[Referring expression data]
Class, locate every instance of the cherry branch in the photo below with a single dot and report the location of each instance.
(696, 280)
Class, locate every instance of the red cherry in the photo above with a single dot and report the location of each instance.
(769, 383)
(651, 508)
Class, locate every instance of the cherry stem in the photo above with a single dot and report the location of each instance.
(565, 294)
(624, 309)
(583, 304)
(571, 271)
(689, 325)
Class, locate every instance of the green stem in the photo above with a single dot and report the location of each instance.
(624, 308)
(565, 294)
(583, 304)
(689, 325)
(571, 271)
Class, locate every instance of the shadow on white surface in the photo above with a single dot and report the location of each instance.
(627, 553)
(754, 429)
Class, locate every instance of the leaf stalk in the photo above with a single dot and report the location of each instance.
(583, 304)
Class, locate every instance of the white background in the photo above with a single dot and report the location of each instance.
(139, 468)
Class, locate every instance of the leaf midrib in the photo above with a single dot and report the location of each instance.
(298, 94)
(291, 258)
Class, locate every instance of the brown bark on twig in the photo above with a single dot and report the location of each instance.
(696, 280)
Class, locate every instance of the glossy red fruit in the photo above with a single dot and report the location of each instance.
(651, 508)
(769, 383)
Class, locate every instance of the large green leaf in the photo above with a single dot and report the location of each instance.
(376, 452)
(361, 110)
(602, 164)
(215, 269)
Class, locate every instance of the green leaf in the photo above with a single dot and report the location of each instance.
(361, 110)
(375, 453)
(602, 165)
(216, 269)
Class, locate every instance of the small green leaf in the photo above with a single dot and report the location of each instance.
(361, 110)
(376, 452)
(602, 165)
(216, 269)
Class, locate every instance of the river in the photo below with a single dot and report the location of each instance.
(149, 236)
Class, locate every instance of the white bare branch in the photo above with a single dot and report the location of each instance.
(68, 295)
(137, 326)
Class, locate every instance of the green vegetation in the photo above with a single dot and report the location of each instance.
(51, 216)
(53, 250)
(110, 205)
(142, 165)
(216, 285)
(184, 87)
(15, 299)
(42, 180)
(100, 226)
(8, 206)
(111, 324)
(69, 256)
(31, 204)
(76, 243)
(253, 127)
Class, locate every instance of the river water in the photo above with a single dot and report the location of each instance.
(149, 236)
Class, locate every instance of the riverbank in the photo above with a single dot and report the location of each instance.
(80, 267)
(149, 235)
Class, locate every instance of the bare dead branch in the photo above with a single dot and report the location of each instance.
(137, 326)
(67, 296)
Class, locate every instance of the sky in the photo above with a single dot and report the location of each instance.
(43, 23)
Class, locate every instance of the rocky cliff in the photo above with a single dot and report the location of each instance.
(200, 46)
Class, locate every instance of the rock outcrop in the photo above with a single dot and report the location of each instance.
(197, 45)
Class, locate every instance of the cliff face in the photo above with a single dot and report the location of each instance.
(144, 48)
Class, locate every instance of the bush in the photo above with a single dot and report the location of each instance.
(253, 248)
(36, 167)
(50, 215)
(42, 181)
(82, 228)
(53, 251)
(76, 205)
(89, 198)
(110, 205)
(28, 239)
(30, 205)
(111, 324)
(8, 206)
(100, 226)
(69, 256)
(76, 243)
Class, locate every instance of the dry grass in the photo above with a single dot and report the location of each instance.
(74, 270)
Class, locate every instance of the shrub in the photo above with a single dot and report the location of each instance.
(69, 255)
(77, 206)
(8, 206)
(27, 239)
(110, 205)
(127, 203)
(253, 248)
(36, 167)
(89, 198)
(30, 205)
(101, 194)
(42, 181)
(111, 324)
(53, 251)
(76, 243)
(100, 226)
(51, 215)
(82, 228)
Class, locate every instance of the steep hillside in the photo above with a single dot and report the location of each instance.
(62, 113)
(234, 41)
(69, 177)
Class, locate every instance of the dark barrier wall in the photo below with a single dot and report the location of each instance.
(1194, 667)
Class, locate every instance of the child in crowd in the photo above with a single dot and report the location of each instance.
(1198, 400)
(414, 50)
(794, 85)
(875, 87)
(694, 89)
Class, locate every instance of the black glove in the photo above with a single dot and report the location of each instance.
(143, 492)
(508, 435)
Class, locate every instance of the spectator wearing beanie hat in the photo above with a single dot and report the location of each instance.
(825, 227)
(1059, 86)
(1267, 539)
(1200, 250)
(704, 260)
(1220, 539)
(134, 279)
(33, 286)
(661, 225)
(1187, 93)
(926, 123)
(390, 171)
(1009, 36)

Problem details
Write the entries out again, exactly and completely.

Answer box
Class, locate every instance of the cherry branch in the photo below with a single dot and report the location of each instance.
(696, 280)
Class, locate every instance of the red cherry in the photo above with a single dot and report the location of each instance.
(769, 383)
(651, 508)
Class, locate every instance of the cherry stem in the photo above with a single dot and report the location of each instance.
(565, 294)
(624, 309)
(583, 304)
(571, 271)
(689, 325)
Class, locate every instance of the green stem in the photo above with a single dot and report the location of each instance.
(624, 308)
(565, 294)
(583, 304)
(689, 325)
(571, 271)
Class, locate every instance of the shadow on white surface in the photo above with a single dot and report the location of each instance.
(627, 553)
(754, 429)
Class, locate every instance of the leaf stalk in the photo above with a single dot and report the location of each instance.
(583, 304)
Class, locate every instance of the white background in the photo above with a single dot and report the location of each instance.
(139, 468)
Class, locate every instance of the leaf midrib in the photo above with a single dot and report the location of each instance.
(298, 94)
(291, 258)
Class, locate every instance of the brown bark on twig in the photo above with a single dot and report the location of each instance.
(696, 280)
Class, locate every instance of the glossy red fruit in the photo above with a single dot and report the location of each instance.
(651, 508)
(769, 383)
Class, locate every instance of the large green leaf in the photo above with a single dot and report the location of each instance.
(376, 452)
(361, 110)
(602, 164)
(215, 269)
Class, locate every instance of the green leaf in the photo above with a single dot and report the location of each instance.
(361, 110)
(375, 453)
(602, 165)
(216, 269)
Class, locate every instance of the small green leaf in the photo above with a single dot and report the location of each instance.
(361, 110)
(376, 452)
(602, 165)
(216, 269)
Class, locate every instance of the river in the photo below with a single dot and report the location of each instance.
(149, 236)
Class, locate every instance of the white bare branch in the photo above with a single dot and report the location of each instance.
(68, 295)
(137, 326)
Class, locate every instance of the green vegetation in the photo above with a single dot and report the location of each instance.
(51, 216)
(53, 250)
(110, 205)
(142, 165)
(216, 285)
(184, 87)
(15, 299)
(42, 180)
(100, 226)
(8, 206)
(111, 324)
(69, 256)
(31, 204)
(76, 243)
(253, 127)
Class, locate every instance of the river water in the photo above with a single dot and report the location of each instance.
(149, 236)
Class, locate every instance of the riverbank in the photo above with a single dot and report the location of each instance.
(80, 267)
(149, 235)
Class, locate every instance of the bare dead branch in the photo above with a single dot and report the location of each instance.
(137, 326)
(67, 296)
Class, locate every instance of the sky in the photo above with a single dot and report the location of each instance.
(43, 23)
Class, locate every instance of the rocky cliff in the photo above with a single dot and report the location of each instance.
(200, 46)
Class, locate every instance of the rock outcrop in the photo above with a single dot and report the location of each instance.
(197, 45)
Class, locate every instance of the cliff face in the photo above with a single dot and report the location of each instance.
(144, 48)
Class, locate every instance of the bush in the photo above with a single dot and report the location of each instance.
(253, 248)
(36, 167)
(50, 215)
(42, 181)
(82, 228)
(53, 251)
(76, 205)
(89, 198)
(110, 205)
(28, 239)
(30, 205)
(111, 324)
(8, 206)
(100, 226)
(69, 256)
(76, 243)
Class, locate every instance of the dry grass in the photo above with a single dot and report the location of each instance.
(74, 270)
Class, locate every instance of the shrub in the photo above with a single dot and report the location of each instance.
(69, 255)
(77, 206)
(8, 206)
(27, 239)
(110, 205)
(127, 203)
(253, 248)
(36, 167)
(89, 198)
(30, 205)
(101, 194)
(42, 181)
(111, 324)
(53, 251)
(76, 243)
(100, 226)
(51, 215)
(82, 228)
Class, locate every instance of the steep hillside in the photo above with a single dot and report the location of each instance.
(62, 113)
(234, 41)
(69, 177)
Class, locate every instance of the dark barrier wall in the photo below with a single dot and report the location of each instance.
(1194, 667)
Class, locate every instance of the child in crowd in the photo above with a single dot and report the location of each instance.
(1198, 400)
(414, 50)
(794, 85)
(875, 87)
(694, 89)
Class, locate every instance of the black glove in the photo above with a single dot and report the location of each instance.
(143, 492)
(508, 435)
Class, locate every instance of the spectator wearing beanie hat in the photo above with a single dot and report the location of each instance.
(825, 227)
(1059, 86)
(1267, 539)
(1200, 250)
(704, 260)
(1220, 539)
(134, 279)
(33, 286)
(661, 225)
(1187, 93)
(926, 123)
(390, 171)
(1009, 36)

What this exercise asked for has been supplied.